It felt so good, right?

It felt so right, didn’t it?

You can tell me if I’m wrong about what we had, but you’re not saying anything. Because you know it was real. You know it was real by how much it hurts after. You can tell by how much it hurts right now and now, it hurts like hell.

We loved each other, didn’t we?

It was that breathtaking, can’t-live-without-each-other kind of love, wasn’t it? It felt so good and it felt like it was gonna last. I saw us together.

I swear I could picture us together long-term. I could picture myself cooking breakfast for us on Sundays when you sneak up on me and hug me from the back while you lean your head on my shoulder telling me how good it feels to have me, how this love feels good for a change, and then I’d turn and kiss your smiling lips.

We lit so fast, didn’t we?

It was all at once. You were the one that made me feel like we’re really created from two parts and that I’ve found my other half when I met you. We moved light-speed and it was OK.

You’d leave no stone unturned for me. It wasn’t scary at all. I guess we were both so consumed with the feelings we awakened in each other that we forget how sometimes it’s not good to give everything all at once.

We’ve burned even faster than we’ve lit, haven’t we?

We were a bit too much, weren’t we?

All that was going on after a while began to feel overwhelming. When the feelings started cooling off, you seemed like a complete stranger to me. I guess I did to you as well. Each happy moment we felt made our sad and heavy moments hurt like hell. It was good until it wasn’t anymore.

Dataset rows on where objects appear:
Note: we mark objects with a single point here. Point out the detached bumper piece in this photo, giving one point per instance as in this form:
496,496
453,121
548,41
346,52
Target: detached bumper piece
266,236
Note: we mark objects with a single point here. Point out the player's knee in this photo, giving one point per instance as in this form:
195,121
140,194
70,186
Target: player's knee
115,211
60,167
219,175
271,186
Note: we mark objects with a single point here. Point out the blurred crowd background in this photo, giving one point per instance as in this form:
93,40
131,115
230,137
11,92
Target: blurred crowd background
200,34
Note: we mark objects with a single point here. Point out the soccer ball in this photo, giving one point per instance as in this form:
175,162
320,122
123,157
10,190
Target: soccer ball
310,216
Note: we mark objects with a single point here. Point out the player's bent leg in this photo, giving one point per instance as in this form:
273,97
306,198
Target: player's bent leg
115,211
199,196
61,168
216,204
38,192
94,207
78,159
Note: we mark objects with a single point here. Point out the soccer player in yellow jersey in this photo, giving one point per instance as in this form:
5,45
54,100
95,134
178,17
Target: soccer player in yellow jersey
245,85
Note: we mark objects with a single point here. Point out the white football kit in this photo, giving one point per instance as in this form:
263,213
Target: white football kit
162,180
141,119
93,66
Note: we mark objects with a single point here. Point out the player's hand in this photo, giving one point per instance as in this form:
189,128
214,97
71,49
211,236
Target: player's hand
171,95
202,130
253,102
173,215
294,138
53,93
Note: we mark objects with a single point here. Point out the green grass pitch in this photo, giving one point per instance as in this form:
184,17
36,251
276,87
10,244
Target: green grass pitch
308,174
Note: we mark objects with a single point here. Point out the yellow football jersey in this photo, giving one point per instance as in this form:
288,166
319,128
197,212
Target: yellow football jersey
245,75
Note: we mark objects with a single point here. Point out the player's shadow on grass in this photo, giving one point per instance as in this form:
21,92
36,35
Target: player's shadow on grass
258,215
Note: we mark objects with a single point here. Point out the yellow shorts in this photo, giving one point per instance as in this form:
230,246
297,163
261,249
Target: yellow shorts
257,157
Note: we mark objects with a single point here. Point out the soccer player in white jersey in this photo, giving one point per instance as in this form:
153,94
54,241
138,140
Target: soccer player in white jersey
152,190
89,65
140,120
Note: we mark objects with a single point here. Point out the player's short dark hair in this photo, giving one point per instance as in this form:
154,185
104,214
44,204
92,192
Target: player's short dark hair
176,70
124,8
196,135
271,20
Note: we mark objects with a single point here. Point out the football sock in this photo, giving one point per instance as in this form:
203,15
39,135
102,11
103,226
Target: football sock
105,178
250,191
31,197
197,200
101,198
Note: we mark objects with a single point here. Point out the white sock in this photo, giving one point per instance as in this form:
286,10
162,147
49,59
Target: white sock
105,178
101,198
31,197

WHAT IS EXPECTED: Reproduce the reflection on a lost relationship word for word, from its opening line to its final sentence. The data has nothing to do with this exercise.

EXERCISE ANSWER:
It felt so good, right?

It felt so right, didn’t it?

You can tell me if I’m wrong about what we had, but you’re not saying anything. Because you know it was real. You know it was real by how much it hurts after. You can tell by how much it hurts right now and now, it hurts like hell.

We loved each other, didn’t we?

It was that breathtaking, can’t-live-without-each-other kind of love, wasn’t it? It felt so good and it felt like it was gonna last. I saw us together.

I swear I could picture us together long-term. I could picture myself cooking breakfast for us on Sundays when you sneak up on me and hug me from the back while you lean your head on my shoulder telling me how good it feels to have me, how this love feels good for a change, and then I’d turn and kiss your smiling lips.

We lit so fast, didn’t we?

It was all at once. You were the one that made me feel like we’re really created from two parts and that I’ve found my other half when I met you. We moved light-speed and it was OK.

You’d leave no stone unturned for me. It wasn’t scary at all. I guess we were both so consumed with the feelings we awakened in each other that we forget how sometimes it’s not good to give everything all at once.

We’ve burned even faster than we’ve lit, haven’t we?

We were a bit too much, weren’t we?

All that was going on after a while began to feel overwhelming. When the feelings started cooling off, you seemed like a complete stranger to me. I guess I did to you as well. Each happy moment we felt made our sad and heavy moments hurt like hell. It was good until it wasn’t anymore.